Excerpted records -

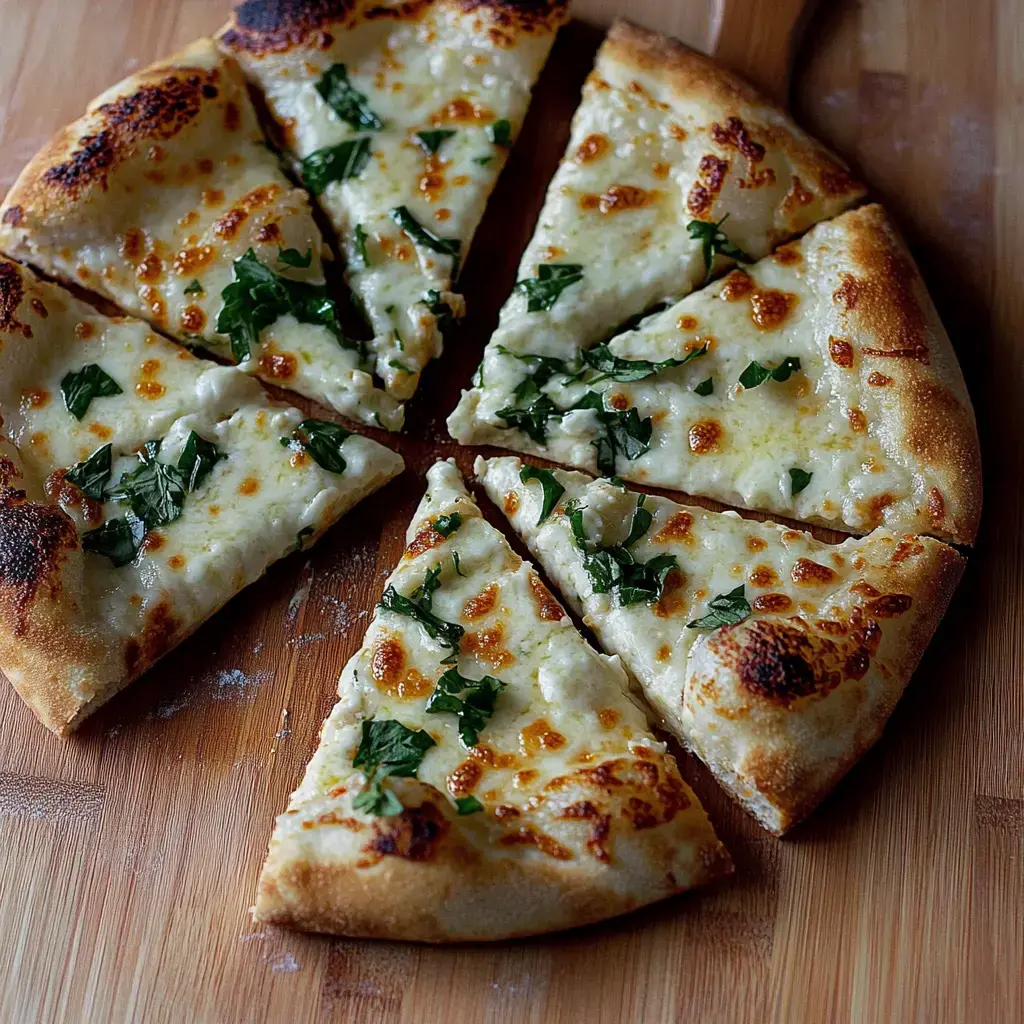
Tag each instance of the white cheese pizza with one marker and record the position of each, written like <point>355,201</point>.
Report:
<point>165,199</point>
<point>773,656</point>
<point>399,117</point>
<point>484,773</point>
<point>674,170</point>
<point>817,383</point>
<point>140,488</point>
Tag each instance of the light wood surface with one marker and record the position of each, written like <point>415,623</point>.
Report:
<point>129,855</point>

Work order - Count the lines of the material above that contain the string "with". Write nothing but the count.

Exercise output - 2